++++ DOCUMENT PASSAGE
Similarly, we read in the Torah how 24,000 men of the tribe of Shimon were killed in a plague under Moses’ watch (Numbers 25:9). This was a punishment for their sin with the Midianite women. Moses stood paralyzed when this happened, unsure of how to deal with the situation. The plague (and the sin) ended when Pinchas took matters into his own hands, and was blessed with a “covenant of peace”. The death of the 24,000 in the time of Moses resembles the 24,000 students of Rabbi Akiva that perished, with Rabbi Akiva, like Moses, unable to prevent their deaths. In fact, Kabbalistic sources say that the 24,000 students of Rabbi Akiva were reincarnations of the 24,000 men of Shimon (see Sefer Gilgulei Neshamot, 20).

There is at least one more intriguing parallel between Moses and Rabbi Akiva. We know that the adult generation in the time of Moses was condemned to die in the Wilderness because of the Sin of the Spies. Yet, we see that some people did survive and enter the Promised Land. The Torah tells us explicitly that Joshua and Caleb, the good spies, were spared the decree. In addition, Pinchas was blessed with a long life (for his actions with the plague of the 24,000) and survived to settle in Israel. (According to tradition, Pinchas became Eliyahu, who never died but was taken up to Heaven in a flaming chariot.) We also read in the Book of Joshua that Elazar, the son and successor of Aaron, continued to serve as High Priest into the settlement of Israel, and passed away around the same time as Joshua (Joshua 24:33). Finally, the Sages teach that the prophet Ahiyah HaShiloni was born in Egypt and “saw Amram” (the father of Moses) and lived until the times of Eliyahu, having been blessed with an incredibly long life (Bava Batra 121b). In his introduction to the Mishneh Torah, the Rambam (Rabbi Moses ben Maimon, 1135-1204) lists Ahiyah as a disciple of Moses, later a member of David’s court, and the one who passed on the tradition through to the time of Eliyahu.

Altogether, there are five people who were born in the Exodus generation but were spared the decree of dying in the Wilderness. (Note: the Sages do speak of some other ancient people who experienced the Exodus and settled in Israel, including Serach bat Asher and Yair ben Menashe, but these people were born long before the Exodus, in the time of Jacob and his sons.) These five people were also known to be students of Moses. The conclusion we may come to is that five of Moses’ students survived to bring the people and the Torah into Israel, just as five of Rabbi Akiva’s students survived to keep alive the Torah and Israel.
++++++++
++++ RAW RECORDS
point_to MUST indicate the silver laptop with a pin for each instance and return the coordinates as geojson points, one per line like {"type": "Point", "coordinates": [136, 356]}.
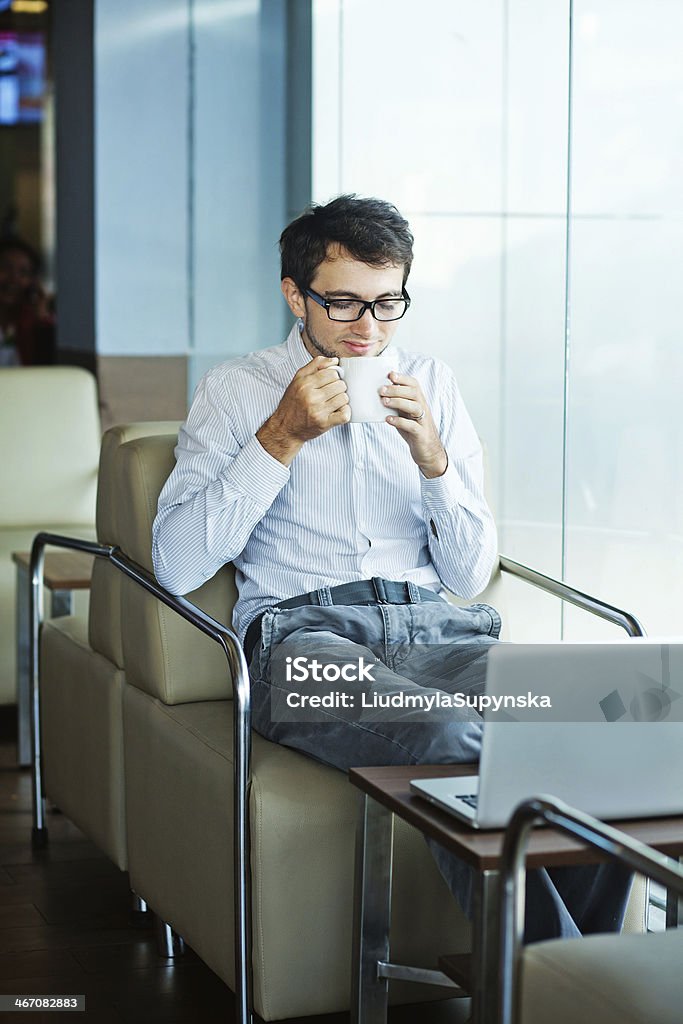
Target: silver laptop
{"type": "Point", "coordinates": [610, 743]}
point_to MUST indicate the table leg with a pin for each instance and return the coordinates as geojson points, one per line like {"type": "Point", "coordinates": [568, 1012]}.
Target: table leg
{"type": "Point", "coordinates": [485, 943]}
{"type": "Point", "coordinates": [372, 912]}
{"type": "Point", "coordinates": [674, 906]}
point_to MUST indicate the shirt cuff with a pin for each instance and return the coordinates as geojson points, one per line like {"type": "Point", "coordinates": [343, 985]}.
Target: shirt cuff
{"type": "Point", "coordinates": [441, 494]}
{"type": "Point", "coordinates": [257, 474]}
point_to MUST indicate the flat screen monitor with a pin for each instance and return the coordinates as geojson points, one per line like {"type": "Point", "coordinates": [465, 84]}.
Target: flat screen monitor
{"type": "Point", "coordinates": [22, 77]}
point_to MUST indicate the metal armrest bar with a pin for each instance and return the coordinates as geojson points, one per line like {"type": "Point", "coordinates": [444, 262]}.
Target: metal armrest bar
{"type": "Point", "coordinates": [242, 729]}
{"type": "Point", "coordinates": [610, 841]}
{"type": "Point", "coordinates": [572, 596]}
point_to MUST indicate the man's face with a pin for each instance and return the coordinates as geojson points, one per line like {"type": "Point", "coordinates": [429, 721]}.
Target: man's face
{"type": "Point", "coordinates": [339, 275]}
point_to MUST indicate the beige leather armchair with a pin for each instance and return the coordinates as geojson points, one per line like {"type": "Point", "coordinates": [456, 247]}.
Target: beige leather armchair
{"type": "Point", "coordinates": [49, 424]}
{"type": "Point", "coordinates": [602, 979]}
{"type": "Point", "coordinates": [81, 684]}
{"type": "Point", "coordinates": [244, 847]}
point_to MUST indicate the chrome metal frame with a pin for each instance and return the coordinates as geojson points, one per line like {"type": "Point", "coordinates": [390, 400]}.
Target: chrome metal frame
{"type": "Point", "coordinates": [548, 810]}
{"type": "Point", "coordinates": [371, 966]}
{"type": "Point", "coordinates": [573, 596]}
{"type": "Point", "coordinates": [242, 738]}
{"type": "Point", "coordinates": [223, 636]}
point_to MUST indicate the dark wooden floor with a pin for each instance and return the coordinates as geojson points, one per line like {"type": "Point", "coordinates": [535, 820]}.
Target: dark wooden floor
{"type": "Point", "coordinates": [67, 928]}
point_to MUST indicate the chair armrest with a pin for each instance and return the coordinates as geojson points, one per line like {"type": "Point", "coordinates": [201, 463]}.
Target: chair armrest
{"type": "Point", "coordinates": [242, 729]}
{"type": "Point", "coordinates": [610, 841]}
{"type": "Point", "coordinates": [627, 621]}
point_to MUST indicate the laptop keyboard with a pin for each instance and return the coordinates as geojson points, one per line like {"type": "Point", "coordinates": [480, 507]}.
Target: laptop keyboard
{"type": "Point", "coordinates": [471, 801]}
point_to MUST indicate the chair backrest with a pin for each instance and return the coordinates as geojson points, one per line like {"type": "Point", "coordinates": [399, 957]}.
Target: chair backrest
{"type": "Point", "coordinates": [164, 654]}
{"type": "Point", "coordinates": [49, 423]}
{"type": "Point", "coordinates": [104, 619]}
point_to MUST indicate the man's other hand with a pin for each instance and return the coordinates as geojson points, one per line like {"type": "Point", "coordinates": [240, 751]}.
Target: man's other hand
{"type": "Point", "coordinates": [314, 401]}
{"type": "Point", "coordinates": [415, 423]}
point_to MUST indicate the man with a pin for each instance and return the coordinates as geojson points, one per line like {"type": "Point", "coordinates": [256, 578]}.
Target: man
{"type": "Point", "coordinates": [344, 535]}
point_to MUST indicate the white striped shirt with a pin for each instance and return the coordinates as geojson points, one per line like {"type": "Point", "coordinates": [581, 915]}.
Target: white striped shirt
{"type": "Point", "coordinates": [351, 506]}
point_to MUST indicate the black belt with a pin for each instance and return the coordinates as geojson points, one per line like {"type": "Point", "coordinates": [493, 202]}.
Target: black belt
{"type": "Point", "coordinates": [373, 591]}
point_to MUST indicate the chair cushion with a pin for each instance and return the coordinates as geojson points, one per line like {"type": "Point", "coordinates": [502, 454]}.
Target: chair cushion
{"type": "Point", "coordinates": [82, 726]}
{"type": "Point", "coordinates": [163, 654]}
{"type": "Point", "coordinates": [604, 979]}
{"type": "Point", "coordinates": [49, 471]}
{"type": "Point", "coordinates": [20, 539]}
{"type": "Point", "coordinates": [302, 823]}
{"type": "Point", "coordinates": [104, 625]}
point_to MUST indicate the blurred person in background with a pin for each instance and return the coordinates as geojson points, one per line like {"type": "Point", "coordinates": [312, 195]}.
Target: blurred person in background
{"type": "Point", "coordinates": [27, 318]}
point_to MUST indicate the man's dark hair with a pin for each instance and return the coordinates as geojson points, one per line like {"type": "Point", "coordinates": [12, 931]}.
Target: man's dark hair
{"type": "Point", "coordinates": [12, 243]}
{"type": "Point", "coordinates": [370, 229]}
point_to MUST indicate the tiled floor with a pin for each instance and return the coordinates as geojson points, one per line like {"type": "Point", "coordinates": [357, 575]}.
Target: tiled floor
{"type": "Point", "coordinates": [67, 928]}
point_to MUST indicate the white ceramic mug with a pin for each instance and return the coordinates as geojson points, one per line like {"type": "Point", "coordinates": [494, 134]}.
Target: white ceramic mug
{"type": "Point", "coordinates": [365, 375]}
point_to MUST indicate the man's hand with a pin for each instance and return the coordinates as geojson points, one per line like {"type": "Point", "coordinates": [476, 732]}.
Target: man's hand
{"type": "Point", "coordinates": [415, 423]}
{"type": "Point", "coordinates": [314, 401]}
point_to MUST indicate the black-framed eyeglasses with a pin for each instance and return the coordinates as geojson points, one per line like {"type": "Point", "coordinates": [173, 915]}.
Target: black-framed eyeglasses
{"type": "Point", "coordinates": [352, 309]}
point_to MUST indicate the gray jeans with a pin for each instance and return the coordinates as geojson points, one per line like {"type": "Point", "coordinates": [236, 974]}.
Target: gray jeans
{"type": "Point", "coordinates": [416, 648]}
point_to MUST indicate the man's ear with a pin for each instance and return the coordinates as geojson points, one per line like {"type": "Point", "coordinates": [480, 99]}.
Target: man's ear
{"type": "Point", "coordinates": [293, 296]}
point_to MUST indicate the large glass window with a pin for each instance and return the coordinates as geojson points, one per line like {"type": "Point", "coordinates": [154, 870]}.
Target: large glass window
{"type": "Point", "coordinates": [537, 151]}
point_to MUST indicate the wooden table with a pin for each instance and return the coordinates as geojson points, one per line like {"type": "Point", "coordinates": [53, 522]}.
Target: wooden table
{"type": "Point", "coordinates": [65, 571]}
{"type": "Point", "coordinates": [386, 792]}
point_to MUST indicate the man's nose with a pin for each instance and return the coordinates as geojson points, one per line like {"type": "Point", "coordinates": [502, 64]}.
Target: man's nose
{"type": "Point", "coordinates": [366, 326]}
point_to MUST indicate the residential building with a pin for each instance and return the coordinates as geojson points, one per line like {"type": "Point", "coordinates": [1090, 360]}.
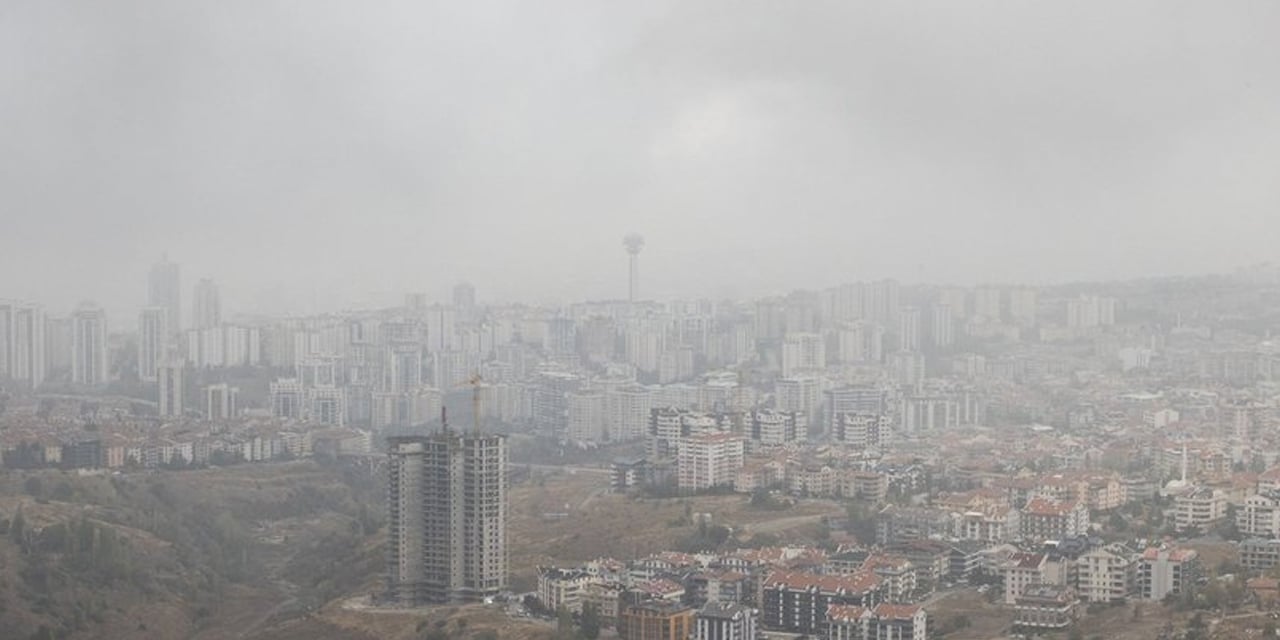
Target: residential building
{"type": "Point", "coordinates": [803, 353]}
{"type": "Point", "coordinates": [1201, 508]}
{"type": "Point", "coordinates": [23, 351]}
{"type": "Point", "coordinates": [164, 291]}
{"type": "Point", "coordinates": [152, 342]}
{"type": "Point", "coordinates": [586, 415]}
{"type": "Point", "coordinates": [1020, 571]}
{"type": "Point", "coordinates": [561, 588]}
{"type": "Point", "coordinates": [1046, 608]}
{"type": "Point", "coordinates": [798, 602]}
{"type": "Point", "coordinates": [88, 346]}
{"type": "Point", "coordinates": [727, 621]}
{"type": "Point", "coordinates": [1258, 554]}
{"type": "Point", "coordinates": [172, 389]}
{"type": "Point", "coordinates": [897, 524]}
{"type": "Point", "coordinates": [447, 517]}
{"type": "Point", "coordinates": [1106, 575]}
{"type": "Point", "coordinates": [1045, 519]}
{"type": "Point", "coordinates": [656, 620]}
{"type": "Point", "coordinates": [1260, 515]}
{"type": "Point", "coordinates": [773, 428]}
{"type": "Point", "coordinates": [222, 402]}
{"type": "Point", "coordinates": [1164, 571]}
{"type": "Point", "coordinates": [880, 622]}
{"type": "Point", "coordinates": [206, 311]}
{"type": "Point", "coordinates": [709, 460]}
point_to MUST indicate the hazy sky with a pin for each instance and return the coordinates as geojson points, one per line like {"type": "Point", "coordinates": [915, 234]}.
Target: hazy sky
{"type": "Point", "coordinates": [346, 152]}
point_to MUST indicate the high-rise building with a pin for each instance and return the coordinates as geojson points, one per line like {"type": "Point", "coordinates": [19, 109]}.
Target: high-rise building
{"type": "Point", "coordinates": [588, 416]}
{"type": "Point", "coordinates": [164, 289]}
{"type": "Point", "coordinates": [803, 353]}
{"type": "Point", "coordinates": [88, 346]}
{"type": "Point", "coordinates": [1089, 311]}
{"type": "Point", "coordinates": [909, 329]}
{"type": "Point", "coordinates": [169, 375]}
{"type": "Point", "coordinates": [152, 342]}
{"type": "Point", "coordinates": [799, 396]}
{"type": "Point", "coordinates": [464, 297]}
{"type": "Point", "coordinates": [58, 346]}
{"type": "Point", "coordinates": [222, 402]}
{"type": "Point", "coordinates": [986, 305]}
{"type": "Point", "coordinates": [22, 343]}
{"type": "Point", "coordinates": [709, 460]}
{"type": "Point", "coordinates": [206, 307]}
{"type": "Point", "coordinates": [1022, 306]}
{"type": "Point", "coordinates": [287, 396]}
{"type": "Point", "coordinates": [447, 517]}
{"type": "Point", "coordinates": [941, 327]}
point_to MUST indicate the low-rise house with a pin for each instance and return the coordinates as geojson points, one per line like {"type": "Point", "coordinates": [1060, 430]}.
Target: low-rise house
{"type": "Point", "coordinates": [726, 621]}
{"type": "Point", "coordinates": [798, 603]}
{"type": "Point", "coordinates": [562, 588]}
{"type": "Point", "coordinates": [1045, 608]}
{"type": "Point", "coordinates": [1258, 554]}
{"type": "Point", "coordinates": [1106, 575]}
{"type": "Point", "coordinates": [1043, 519]}
{"type": "Point", "coordinates": [1165, 571]}
{"type": "Point", "coordinates": [881, 622]}
{"type": "Point", "coordinates": [1022, 571]}
{"type": "Point", "coordinates": [1201, 508]}
{"type": "Point", "coordinates": [657, 620]}
{"type": "Point", "coordinates": [1260, 515]}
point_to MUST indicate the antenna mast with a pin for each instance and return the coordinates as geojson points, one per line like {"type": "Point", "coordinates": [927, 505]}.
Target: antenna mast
{"type": "Point", "coordinates": [475, 401]}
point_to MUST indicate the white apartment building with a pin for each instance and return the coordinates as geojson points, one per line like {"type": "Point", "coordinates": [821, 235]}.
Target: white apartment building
{"type": "Point", "coordinates": [709, 460]}
{"type": "Point", "coordinates": [588, 416]}
{"type": "Point", "coordinates": [1260, 516]}
{"type": "Point", "coordinates": [1106, 575]}
{"type": "Point", "coordinates": [1198, 508]}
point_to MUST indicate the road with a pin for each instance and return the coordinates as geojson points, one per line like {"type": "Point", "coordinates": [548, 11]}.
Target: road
{"type": "Point", "coordinates": [565, 469]}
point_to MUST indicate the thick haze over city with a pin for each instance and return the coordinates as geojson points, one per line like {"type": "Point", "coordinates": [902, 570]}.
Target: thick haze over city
{"type": "Point", "coordinates": [325, 155]}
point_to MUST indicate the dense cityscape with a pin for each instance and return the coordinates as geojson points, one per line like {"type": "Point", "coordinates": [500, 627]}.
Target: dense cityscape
{"type": "Point", "coordinates": [1056, 455]}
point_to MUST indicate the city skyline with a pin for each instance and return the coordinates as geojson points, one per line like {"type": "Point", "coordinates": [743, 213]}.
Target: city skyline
{"type": "Point", "coordinates": [755, 149]}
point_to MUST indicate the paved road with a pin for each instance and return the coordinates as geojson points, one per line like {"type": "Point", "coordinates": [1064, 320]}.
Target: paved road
{"type": "Point", "coordinates": [563, 467]}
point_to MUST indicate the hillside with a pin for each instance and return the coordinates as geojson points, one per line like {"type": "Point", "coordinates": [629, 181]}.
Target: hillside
{"type": "Point", "coordinates": [208, 554]}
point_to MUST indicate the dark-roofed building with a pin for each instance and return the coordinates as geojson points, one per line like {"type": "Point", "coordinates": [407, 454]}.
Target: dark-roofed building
{"type": "Point", "coordinates": [798, 602]}
{"type": "Point", "coordinates": [1045, 607]}
{"type": "Point", "coordinates": [727, 621]}
{"type": "Point", "coordinates": [656, 620]}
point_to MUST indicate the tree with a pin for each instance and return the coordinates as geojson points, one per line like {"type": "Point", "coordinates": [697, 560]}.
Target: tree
{"type": "Point", "coordinates": [590, 621]}
{"type": "Point", "coordinates": [565, 625]}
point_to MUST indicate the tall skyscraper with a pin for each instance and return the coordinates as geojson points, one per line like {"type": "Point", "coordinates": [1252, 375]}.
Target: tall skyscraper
{"type": "Point", "coordinates": [1023, 306]}
{"type": "Point", "coordinates": [152, 341]}
{"type": "Point", "coordinates": [634, 243]}
{"type": "Point", "coordinates": [986, 305]}
{"type": "Point", "coordinates": [164, 291]}
{"type": "Point", "coordinates": [22, 343]}
{"type": "Point", "coordinates": [88, 344]}
{"type": "Point", "coordinates": [222, 402]}
{"type": "Point", "coordinates": [170, 378]}
{"type": "Point", "coordinates": [464, 297]}
{"type": "Point", "coordinates": [447, 517]}
{"type": "Point", "coordinates": [909, 329]}
{"type": "Point", "coordinates": [206, 306]}
{"type": "Point", "coordinates": [941, 327]}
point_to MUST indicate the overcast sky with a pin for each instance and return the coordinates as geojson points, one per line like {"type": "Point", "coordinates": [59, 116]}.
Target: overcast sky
{"type": "Point", "coordinates": [315, 154]}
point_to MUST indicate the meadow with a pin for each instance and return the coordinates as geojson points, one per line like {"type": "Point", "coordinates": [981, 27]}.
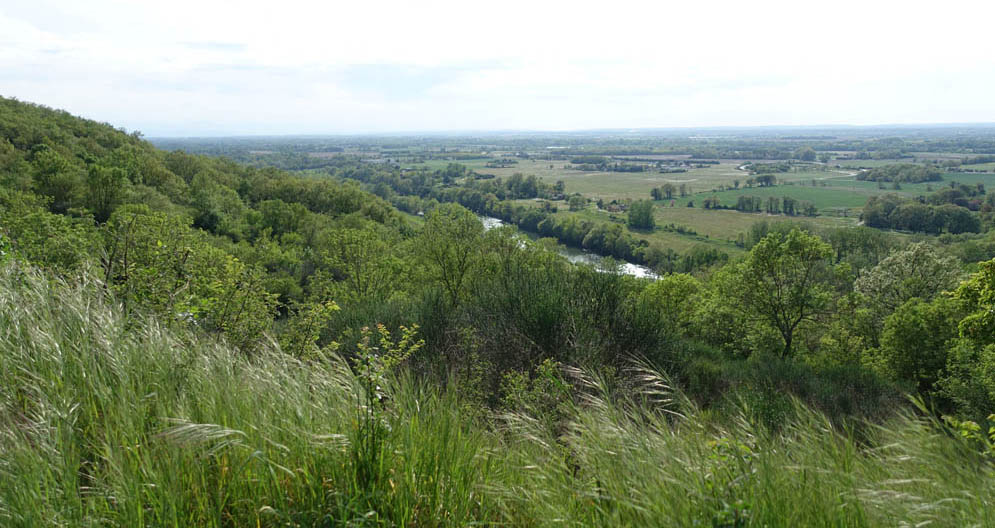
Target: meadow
{"type": "Point", "coordinates": [108, 421]}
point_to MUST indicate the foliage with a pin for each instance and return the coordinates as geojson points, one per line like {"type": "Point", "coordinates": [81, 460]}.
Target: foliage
{"type": "Point", "coordinates": [450, 242]}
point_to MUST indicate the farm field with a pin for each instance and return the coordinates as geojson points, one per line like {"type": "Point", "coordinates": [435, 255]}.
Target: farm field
{"type": "Point", "coordinates": [990, 167]}
{"type": "Point", "coordinates": [719, 235]}
{"type": "Point", "coordinates": [728, 224]}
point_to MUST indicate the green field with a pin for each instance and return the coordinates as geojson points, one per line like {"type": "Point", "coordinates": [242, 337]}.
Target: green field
{"type": "Point", "coordinates": [990, 167]}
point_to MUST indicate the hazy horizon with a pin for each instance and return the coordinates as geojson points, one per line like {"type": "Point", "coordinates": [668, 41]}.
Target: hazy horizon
{"type": "Point", "coordinates": [202, 69]}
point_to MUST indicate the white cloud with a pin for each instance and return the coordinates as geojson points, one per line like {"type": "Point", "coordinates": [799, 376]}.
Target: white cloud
{"type": "Point", "coordinates": [191, 67]}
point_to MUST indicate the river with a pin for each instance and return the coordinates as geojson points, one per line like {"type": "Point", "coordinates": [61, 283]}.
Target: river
{"type": "Point", "coordinates": [578, 256]}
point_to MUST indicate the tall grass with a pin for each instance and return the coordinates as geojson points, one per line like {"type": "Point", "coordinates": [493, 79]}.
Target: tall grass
{"type": "Point", "coordinates": [108, 421]}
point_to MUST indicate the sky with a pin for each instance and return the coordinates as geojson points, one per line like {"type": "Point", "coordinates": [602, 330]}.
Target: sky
{"type": "Point", "coordinates": [209, 68]}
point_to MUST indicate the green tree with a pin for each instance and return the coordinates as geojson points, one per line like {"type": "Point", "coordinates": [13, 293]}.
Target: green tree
{"type": "Point", "coordinates": [670, 301]}
{"type": "Point", "coordinates": [105, 190]}
{"type": "Point", "coordinates": [919, 270]}
{"type": "Point", "coordinates": [641, 215]}
{"type": "Point", "coordinates": [784, 281]}
{"type": "Point", "coordinates": [577, 202]}
{"type": "Point", "coordinates": [451, 242]}
{"type": "Point", "coordinates": [56, 178]}
{"type": "Point", "coordinates": [915, 342]}
{"type": "Point", "coordinates": [970, 382]}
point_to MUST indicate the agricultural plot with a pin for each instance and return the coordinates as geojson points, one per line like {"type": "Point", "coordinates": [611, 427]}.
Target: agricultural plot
{"type": "Point", "coordinates": [726, 225]}
{"type": "Point", "coordinates": [722, 238]}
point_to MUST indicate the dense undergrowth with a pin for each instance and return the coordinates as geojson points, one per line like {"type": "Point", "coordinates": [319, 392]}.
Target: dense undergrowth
{"type": "Point", "coordinates": [114, 420]}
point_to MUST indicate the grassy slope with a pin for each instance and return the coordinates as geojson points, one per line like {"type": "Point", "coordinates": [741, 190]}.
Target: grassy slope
{"type": "Point", "coordinates": [106, 422]}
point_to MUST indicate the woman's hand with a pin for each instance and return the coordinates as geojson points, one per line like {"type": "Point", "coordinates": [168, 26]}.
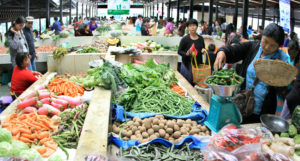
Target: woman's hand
{"type": "Point", "coordinates": [36, 73]}
{"type": "Point", "coordinates": [220, 60]}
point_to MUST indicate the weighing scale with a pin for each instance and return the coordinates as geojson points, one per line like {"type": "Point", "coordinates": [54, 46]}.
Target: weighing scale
{"type": "Point", "coordinates": [222, 111]}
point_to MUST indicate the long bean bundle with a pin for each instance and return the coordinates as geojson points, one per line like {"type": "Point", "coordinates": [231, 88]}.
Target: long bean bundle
{"type": "Point", "coordinates": [160, 100]}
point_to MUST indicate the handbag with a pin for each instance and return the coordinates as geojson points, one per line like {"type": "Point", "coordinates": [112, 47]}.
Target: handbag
{"type": "Point", "coordinates": [244, 100]}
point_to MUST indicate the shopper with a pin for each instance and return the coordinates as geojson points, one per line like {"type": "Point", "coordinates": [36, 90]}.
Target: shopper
{"type": "Point", "coordinates": [268, 48]}
{"type": "Point", "coordinates": [27, 30]}
{"type": "Point", "coordinates": [56, 26]}
{"type": "Point", "coordinates": [84, 31]}
{"type": "Point", "coordinates": [184, 49]}
{"type": "Point", "coordinates": [138, 23]}
{"type": "Point", "coordinates": [22, 78]}
{"type": "Point", "coordinates": [16, 39]}
{"type": "Point", "coordinates": [93, 24]}
{"type": "Point", "coordinates": [170, 27]}
{"type": "Point", "coordinates": [145, 27]}
{"type": "Point", "coordinates": [182, 28]}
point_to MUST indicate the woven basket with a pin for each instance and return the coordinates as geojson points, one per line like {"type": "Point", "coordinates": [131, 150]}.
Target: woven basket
{"type": "Point", "coordinates": [275, 72]}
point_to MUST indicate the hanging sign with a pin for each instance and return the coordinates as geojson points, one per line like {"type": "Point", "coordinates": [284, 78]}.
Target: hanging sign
{"type": "Point", "coordinates": [118, 7]}
{"type": "Point", "coordinates": [285, 14]}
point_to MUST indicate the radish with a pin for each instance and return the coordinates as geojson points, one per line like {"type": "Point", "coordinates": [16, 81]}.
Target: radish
{"type": "Point", "coordinates": [52, 110]}
{"type": "Point", "coordinates": [28, 102]}
{"type": "Point", "coordinates": [44, 95]}
{"type": "Point", "coordinates": [43, 110]}
{"type": "Point", "coordinates": [72, 101]}
{"type": "Point", "coordinates": [29, 109]}
{"type": "Point", "coordinates": [46, 100]}
{"type": "Point", "coordinates": [57, 106]}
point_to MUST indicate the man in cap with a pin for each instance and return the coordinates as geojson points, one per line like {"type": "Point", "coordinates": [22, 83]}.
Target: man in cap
{"type": "Point", "coordinates": [27, 30]}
++++++++
SHORT PROBLEM: Write out the passage on Moses and Rabbi Akiva starting at "Similarly, we read" and ending at "Gilgulei Neshamot, 20).", substituting "Simeon" for "Shimon".

EXPECTED OUTPUT:
Similarly, we read in the Torah how 24,000 men of the tribe of Simeon were killed in a plague under Moses’ watch (Numbers 25:9). This was a punishment for their sin with the Midianite women. Moses stood paralyzed when this happened, unsure of how to deal with the situation. The plague (and the sin) ended when Pinchas took matters into his own hands, and was blessed with a “covenant of peace”. The death of the 24,000 in the time of Moses resembles the 24,000 students of Rabbi Akiva that perished, with Rabbi Akiva, like Moses, unable to prevent their deaths. In fact, Kabbalistic sources say that the 24,000 students of Rabbi Akiva were reincarnations of the 24,000 men of Simeon (see Sefer Gilgulei Neshamot, 20).